### Problem requirements
When you copy the data, keep every word exactly as it is and leave the pictures out.

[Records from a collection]
◆ ◆ ◆

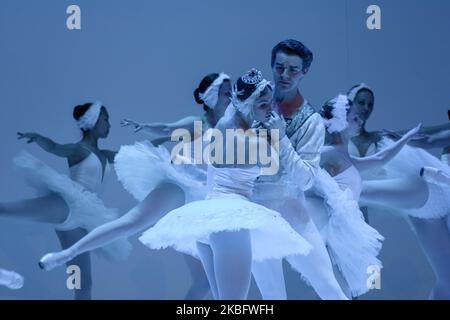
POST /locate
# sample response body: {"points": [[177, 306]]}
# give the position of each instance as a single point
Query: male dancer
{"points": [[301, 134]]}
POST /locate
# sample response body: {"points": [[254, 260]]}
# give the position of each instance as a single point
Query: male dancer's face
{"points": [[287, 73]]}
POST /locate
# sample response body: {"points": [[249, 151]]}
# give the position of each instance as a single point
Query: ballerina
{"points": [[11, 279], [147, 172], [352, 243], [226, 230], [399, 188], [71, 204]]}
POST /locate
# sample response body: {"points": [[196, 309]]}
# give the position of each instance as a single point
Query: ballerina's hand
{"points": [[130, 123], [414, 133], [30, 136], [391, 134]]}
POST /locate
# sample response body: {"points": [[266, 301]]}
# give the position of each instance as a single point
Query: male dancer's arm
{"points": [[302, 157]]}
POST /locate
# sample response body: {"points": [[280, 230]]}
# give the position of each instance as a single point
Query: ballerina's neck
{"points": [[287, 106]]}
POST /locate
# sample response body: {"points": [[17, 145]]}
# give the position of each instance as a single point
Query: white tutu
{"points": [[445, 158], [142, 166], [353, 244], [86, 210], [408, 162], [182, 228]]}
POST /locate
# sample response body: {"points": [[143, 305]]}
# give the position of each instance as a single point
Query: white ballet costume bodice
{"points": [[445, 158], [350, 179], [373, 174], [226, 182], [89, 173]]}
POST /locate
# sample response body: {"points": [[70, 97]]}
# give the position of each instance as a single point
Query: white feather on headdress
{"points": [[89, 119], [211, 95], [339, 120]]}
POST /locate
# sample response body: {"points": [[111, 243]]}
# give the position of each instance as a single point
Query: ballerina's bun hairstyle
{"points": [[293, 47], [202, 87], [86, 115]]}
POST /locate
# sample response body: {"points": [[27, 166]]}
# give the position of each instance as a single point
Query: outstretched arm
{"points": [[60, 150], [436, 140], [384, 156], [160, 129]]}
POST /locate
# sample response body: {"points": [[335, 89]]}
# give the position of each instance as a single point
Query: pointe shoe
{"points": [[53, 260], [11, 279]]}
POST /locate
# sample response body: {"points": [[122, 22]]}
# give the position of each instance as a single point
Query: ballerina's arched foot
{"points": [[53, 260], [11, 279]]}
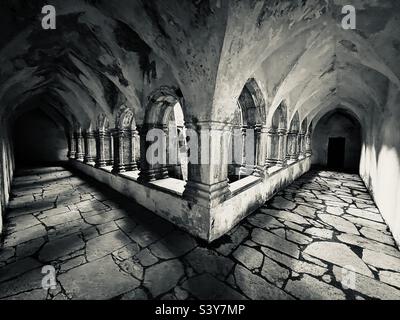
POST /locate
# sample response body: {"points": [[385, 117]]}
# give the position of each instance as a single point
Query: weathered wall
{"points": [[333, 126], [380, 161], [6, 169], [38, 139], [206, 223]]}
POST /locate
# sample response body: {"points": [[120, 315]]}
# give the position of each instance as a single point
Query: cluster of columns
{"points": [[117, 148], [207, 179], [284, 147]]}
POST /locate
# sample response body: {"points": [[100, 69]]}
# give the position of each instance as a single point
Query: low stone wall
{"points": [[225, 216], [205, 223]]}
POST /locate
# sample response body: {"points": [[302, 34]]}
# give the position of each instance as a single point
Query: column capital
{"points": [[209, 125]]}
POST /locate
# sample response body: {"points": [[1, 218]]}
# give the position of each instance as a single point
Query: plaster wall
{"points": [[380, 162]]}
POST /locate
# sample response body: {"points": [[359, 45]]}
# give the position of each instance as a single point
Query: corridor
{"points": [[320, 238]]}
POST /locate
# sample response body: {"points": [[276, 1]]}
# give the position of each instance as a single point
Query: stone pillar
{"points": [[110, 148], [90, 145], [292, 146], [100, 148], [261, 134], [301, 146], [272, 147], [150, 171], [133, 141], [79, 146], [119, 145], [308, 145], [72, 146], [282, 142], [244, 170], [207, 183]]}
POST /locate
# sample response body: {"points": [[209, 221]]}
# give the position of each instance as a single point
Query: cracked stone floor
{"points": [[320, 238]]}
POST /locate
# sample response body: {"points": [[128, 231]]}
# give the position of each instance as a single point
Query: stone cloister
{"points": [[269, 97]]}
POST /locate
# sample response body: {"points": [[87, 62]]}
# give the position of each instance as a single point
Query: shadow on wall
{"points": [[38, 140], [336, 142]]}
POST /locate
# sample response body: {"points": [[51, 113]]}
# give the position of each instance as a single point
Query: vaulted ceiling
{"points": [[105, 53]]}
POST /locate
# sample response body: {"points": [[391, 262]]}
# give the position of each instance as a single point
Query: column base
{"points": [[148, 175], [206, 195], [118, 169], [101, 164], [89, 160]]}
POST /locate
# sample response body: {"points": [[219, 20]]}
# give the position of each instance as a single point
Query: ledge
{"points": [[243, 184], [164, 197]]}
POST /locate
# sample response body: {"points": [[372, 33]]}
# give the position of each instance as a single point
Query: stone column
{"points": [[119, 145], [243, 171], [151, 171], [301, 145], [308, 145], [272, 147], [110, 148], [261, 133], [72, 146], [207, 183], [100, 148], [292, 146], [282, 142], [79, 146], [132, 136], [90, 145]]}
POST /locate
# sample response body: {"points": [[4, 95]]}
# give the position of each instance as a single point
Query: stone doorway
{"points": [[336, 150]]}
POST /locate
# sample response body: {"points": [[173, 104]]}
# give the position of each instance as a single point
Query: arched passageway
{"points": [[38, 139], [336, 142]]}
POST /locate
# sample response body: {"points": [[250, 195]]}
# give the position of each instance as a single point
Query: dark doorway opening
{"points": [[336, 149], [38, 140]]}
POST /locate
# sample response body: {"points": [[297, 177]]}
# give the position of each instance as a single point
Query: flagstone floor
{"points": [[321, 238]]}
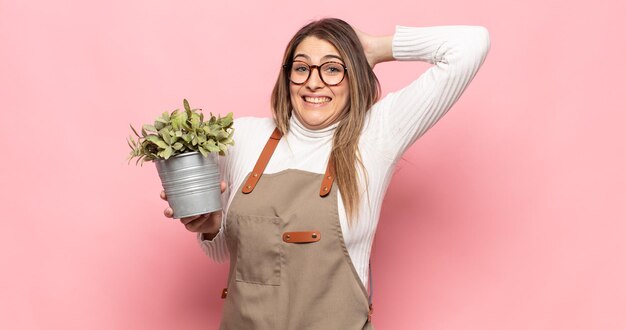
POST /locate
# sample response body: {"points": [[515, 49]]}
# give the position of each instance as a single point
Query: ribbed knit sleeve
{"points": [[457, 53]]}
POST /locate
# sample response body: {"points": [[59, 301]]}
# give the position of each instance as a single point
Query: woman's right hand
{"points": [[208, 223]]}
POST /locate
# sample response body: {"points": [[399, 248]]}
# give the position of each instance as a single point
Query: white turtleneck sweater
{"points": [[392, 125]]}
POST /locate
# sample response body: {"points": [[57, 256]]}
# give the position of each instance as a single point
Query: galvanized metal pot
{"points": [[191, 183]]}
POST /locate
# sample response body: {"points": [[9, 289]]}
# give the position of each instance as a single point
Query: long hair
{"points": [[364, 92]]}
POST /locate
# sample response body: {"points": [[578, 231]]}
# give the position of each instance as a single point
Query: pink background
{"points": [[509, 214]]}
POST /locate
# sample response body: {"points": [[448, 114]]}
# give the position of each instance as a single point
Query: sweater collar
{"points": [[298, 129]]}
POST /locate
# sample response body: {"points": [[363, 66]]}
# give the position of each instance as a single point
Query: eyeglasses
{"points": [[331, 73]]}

◆ ◆ ◆

### Answer to this problem
POST /locate
# sample response body: {"points": [[177, 306]]}
# give the position of each instance as a single point
Query: male dancer
{"points": [[301, 134]]}
POST /locate
# sample response body: {"points": [[254, 260]]}
# give the position of each instance as a single point
Query: male dancer's face
{"points": [[287, 73]]}
POST /locate
# sample response body: {"points": [[249, 151]]}
# give the position of each instance as a single point
Query: ballerina
{"points": [[11, 279], [147, 172], [352, 243], [226, 230], [399, 188], [71, 204]]}
POST /locate
# sample response body: {"points": [[196, 309]]}
# give the position of each instance as a single point
Query: ballerina's hand
{"points": [[130, 123], [414, 133], [30, 136], [391, 134]]}
POST /locate
# sample response body: {"points": [[266, 301]]}
# give the position of each instance as a single point
Query: male dancer's arm
{"points": [[302, 157]]}
POST /locate
# sample response body: {"points": [[280, 230]]}
# give the position of each instance as a single point
Query: ballerina's neck
{"points": [[287, 106]]}
POST /locate
# sample response body: {"points": [[17, 145]]}
# give the position of each instance as a single point
Query: white tutu
{"points": [[445, 158], [142, 166], [353, 244], [86, 210], [408, 162], [182, 228]]}
POST /locate
# sample response body: {"points": [[143, 305]]}
# give the position of each instance as a single point
Query: white ballet costume bodice
{"points": [[445, 158], [350, 179], [373, 174], [226, 182], [89, 173]]}
POST /locate
# sample response body: {"points": [[70, 97]]}
# give the position of each instance as a single point
Query: white feather on headdress
{"points": [[89, 119], [211, 95], [339, 120]]}
POST /locate
# sample response body: {"points": [[111, 243]]}
# give the position of each instance as a single point
Query: ballerina's bun hairstyle
{"points": [[293, 47], [202, 87], [86, 115]]}
POST /locate
# sample response body: {"points": [[27, 166]]}
# give the position of each instance as a single point
Query: outstretched arm
{"points": [[60, 150], [436, 140], [384, 156], [160, 129]]}
POST /locate
# sample response body: {"points": [[335, 89]]}
# give the position of each instance as a single point
Query: pointe shoe
{"points": [[53, 260], [11, 279]]}
POST /locate
# sample response body: {"points": [[122, 22]]}
# give the position of each instance as a single point
Query: ballerina's arched foot
{"points": [[53, 260], [11, 279]]}
POST /locate
# sample response body: {"points": [[385, 117]]}
# give the position of each instance as a single point
Query: weathered wall
{"points": [[333, 126], [380, 161], [6, 169], [38, 139], [206, 223]]}
POST /locate
# sample response body: {"points": [[120, 315]]}
# give the position of each instance as a single point
Query: cluster of columns
{"points": [[117, 148], [207, 179], [284, 147]]}
POST /locate
# sample response body: {"points": [[100, 69]]}
# give the position of each instance as a single point
Query: low stone wall
{"points": [[225, 216], [205, 223]]}
POST /locate
# sample response body: {"points": [[302, 34]]}
# give the position of each instance as a single point
Query: column capital
{"points": [[209, 125]]}
POST /locate
# sample response body: {"points": [[1, 218]]}
# give the position of each instance as a single point
Query: plaster wall
{"points": [[380, 162]]}
POST /locate
# sample response body: {"points": [[359, 45]]}
# give the position of each instance as a single point
Query: corridor
{"points": [[320, 238]]}
POST /locate
# sample response body: {"points": [[276, 1]]}
# give the position of each instance as a single point
Query: stone pillar
{"points": [[110, 148], [90, 145], [292, 146], [100, 148], [261, 134], [301, 146], [272, 147], [150, 171], [133, 141], [79, 146], [119, 145], [308, 145], [72, 146], [282, 142], [244, 170], [207, 183]]}
POST /locate
# sample response body: {"points": [[209, 221]]}
# give the position of each instance as a single point
Query: cracked stone floor
{"points": [[320, 238]]}
POST /locate
# sample response body: {"points": [[128, 231]]}
# give the position of each instance as a single point
Query: stone cloister
{"points": [[269, 97]]}
POST /locate
# sample response body: {"points": [[87, 62]]}
# give the position of each instance as a single point
Query: shadow on wall
{"points": [[38, 140], [336, 142]]}
POST /locate
# sample response body: {"points": [[51, 113]]}
# give the position of each instance as a single point
Query: vaulted ceiling
{"points": [[105, 53]]}
POST /locate
# sample response body: {"points": [[391, 262]]}
# give the position of each instance as a single point
Query: column base
{"points": [[148, 175], [206, 195], [118, 169], [101, 164], [89, 160]]}
POST /locate
# sample response body: {"points": [[219, 20]]}
# give the position of each instance as a single point
Query: ledge
{"points": [[243, 184], [164, 197]]}
POST /locate
# sample response body: {"points": [[372, 33]]}
# give the position of each instance as a single point
Query: stone column
{"points": [[119, 145], [243, 171], [151, 171], [301, 145], [308, 145], [272, 147], [110, 148], [261, 133], [72, 146], [207, 183], [100, 148], [292, 146], [282, 142], [79, 146], [132, 136], [90, 145]]}
POST /locate
# sample response body: {"points": [[4, 95]]}
# give the position of each instance as a single point
Query: stone doorway
{"points": [[336, 150]]}
POST /locate
# sample response body: {"points": [[173, 104]]}
# give the position of each instance as a single point
Query: arched passageway
{"points": [[38, 139], [336, 142]]}
POST /locate
# sample response body: {"points": [[250, 195]]}
# give the position of each instance as a single point
Query: dark doorway opening
{"points": [[336, 149], [38, 140]]}
POST /locate
# sample response body: {"points": [[297, 177]]}
# give the position of each instance as a single point
Query: flagstone floor
{"points": [[321, 238]]}
POST /locate
# sample response body: {"points": [[515, 49]]}
# give the position of each instance as a single point
Query: ribbed knit sleeve
{"points": [[457, 53]]}
POST /locate
# sample response body: {"points": [[59, 301]]}
# give the position of each instance as a single point
Query: woman's right hand
{"points": [[208, 223]]}
POST /locate
# sample response body: {"points": [[399, 248]]}
# give the position of each instance as a single point
Query: white turtleneck sweater
{"points": [[392, 125]]}
POST /locate
# sample response body: {"points": [[57, 256]]}
# give the position of each instance as a single point
Query: galvanized metal pot
{"points": [[191, 183]]}
POST /locate
# sample response body: {"points": [[9, 289]]}
# give the position of each instance as a single point
Query: long hair
{"points": [[364, 92]]}
POST /locate
# sample response body: {"points": [[578, 231]]}
# give the position of each instance as a single point
Query: pink background
{"points": [[509, 214]]}
POST /locate
# sample response body: {"points": [[448, 114]]}
# give the position of each instance as a single point
Query: sweater collar
{"points": [[298, 129]]}
POST /locate
# sample response body: {"points": [[363, 66]]}
# give the position of each instance as a single point
Query: eyeglasses
{"points": [[331, 73]]}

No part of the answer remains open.